--- begin TEXT SEGMENT ---

This one’s for The South Asian authors Challenge.

Chokher Bali-the Movie:

It’s a Bengali movie, so I watched it with subtitles. It is directed by one of the most celebrated directors of Bengali cinema: Rituparno Ghosh. I was surprised by how different the movie is from the book. While the book concentrates on all the characters and the relationship between them, the movie concentrates on Binodini. The movie is more of a Passion play as the tag line suggests. The movie shows Binodini to be cunning  whereas in the book she is simply a widow who is looking for affection. Suffice to say I didn’t like the movie as much and I wonder if I would have liked it more if I had seen the movie before reading the book.

This one’s for The South Asian Authors Challenge

Children of Dust by Ali Eteraz

Title: Children of Dust
Author: Ali Eteraz
Genre: Non-Fiction (memoir)
Source: Library
Set in: Pakistan, U.S, Kuwait
Hardcover: 352 pages
Publisher: HarperOne; 1st edition (October 13, 2009)
Rating: 4.5 out of 5

My Thoughts:
I almost feel inadequate reviewing this book because I’m sure I haven’t understood everything the author wanted to convey. But I loved what I grasped from it. That’s not to say the book is a difficult read, far from it.

--- end TEXT SEGMENT ---

_WHAT YOU ARE ASKED TO DO_.
Return the book blog post above word for word, with nothing changed or left out.

--- begin DATA ---

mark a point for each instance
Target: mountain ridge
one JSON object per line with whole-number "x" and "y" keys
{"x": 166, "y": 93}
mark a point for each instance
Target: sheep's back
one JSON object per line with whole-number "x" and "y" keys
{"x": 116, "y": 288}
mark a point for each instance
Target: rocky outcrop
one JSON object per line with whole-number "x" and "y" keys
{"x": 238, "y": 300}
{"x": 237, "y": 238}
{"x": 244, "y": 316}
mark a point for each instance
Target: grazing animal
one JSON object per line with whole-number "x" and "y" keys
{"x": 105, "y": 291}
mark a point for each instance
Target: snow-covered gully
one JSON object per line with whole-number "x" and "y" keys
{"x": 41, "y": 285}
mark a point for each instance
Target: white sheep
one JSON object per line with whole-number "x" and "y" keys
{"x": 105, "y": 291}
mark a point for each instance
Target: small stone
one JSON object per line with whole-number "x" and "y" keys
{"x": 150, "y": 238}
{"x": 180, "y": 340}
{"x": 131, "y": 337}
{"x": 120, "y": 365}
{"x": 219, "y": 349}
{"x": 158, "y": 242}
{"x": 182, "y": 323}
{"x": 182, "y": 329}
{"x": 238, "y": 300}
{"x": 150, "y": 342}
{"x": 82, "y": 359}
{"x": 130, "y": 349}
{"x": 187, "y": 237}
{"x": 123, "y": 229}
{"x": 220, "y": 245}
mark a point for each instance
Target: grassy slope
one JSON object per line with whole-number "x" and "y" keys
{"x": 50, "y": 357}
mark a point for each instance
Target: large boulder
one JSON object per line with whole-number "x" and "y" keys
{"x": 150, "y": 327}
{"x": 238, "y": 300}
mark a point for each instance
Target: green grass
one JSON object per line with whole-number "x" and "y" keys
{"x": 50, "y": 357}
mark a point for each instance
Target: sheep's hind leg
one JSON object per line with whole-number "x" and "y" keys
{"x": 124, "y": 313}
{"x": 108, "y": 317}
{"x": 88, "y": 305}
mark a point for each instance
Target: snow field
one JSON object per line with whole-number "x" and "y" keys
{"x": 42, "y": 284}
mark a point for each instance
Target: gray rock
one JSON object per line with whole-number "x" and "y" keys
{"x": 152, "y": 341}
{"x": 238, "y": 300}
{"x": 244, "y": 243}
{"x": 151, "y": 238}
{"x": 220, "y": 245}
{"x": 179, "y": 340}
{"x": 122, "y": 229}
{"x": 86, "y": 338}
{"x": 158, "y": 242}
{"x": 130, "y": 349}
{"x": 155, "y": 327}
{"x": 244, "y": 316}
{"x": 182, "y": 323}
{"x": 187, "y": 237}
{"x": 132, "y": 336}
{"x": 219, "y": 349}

--- end DATA ---

_THE ANSWER_.
This one’s for The South Asian authors Challenge.

Chokher Bali-the Movie:

It’s a Bengali movie, so I watched it with subtitles. It is directed by one of the most celebrated directors of Bengali cinema: Rituparno Ghosh. I was surprised by how different the movie is from the book. While the book concentrates on all the characters and the relationship between them, the movie concentrates on Binodini. The movie is more of a Passion play as the tag line suggests. The movie shows Binodini to be cunning  whereas in the book she is simply a widow who is looking for affection. Suffice to say I didn’t like the movie as much and I wonder if I would have liked it more if I had seen the movie before reading the book.

This one’s for The South Asian Authors Challenge

Children of Dust by Ali Eteraz

Title: Children of Dust
Author: Ali Eteraz
Genre: Non-Fiction (memoir)
Source: Library
Set in: Pakistan, U.S, Kuwait
Hardcover: 352 pages
Publisher: HarperOne; 1st edition (October 13, 2009)
Rating: 4.5 out of 5

My Thoughts:
I almost feel inadequate reviewing this book because I’m sure I haven’t understood everything the author wanted to convey. But I loved what I grasped from it. That’s not to say the book is a difficult read, far from it.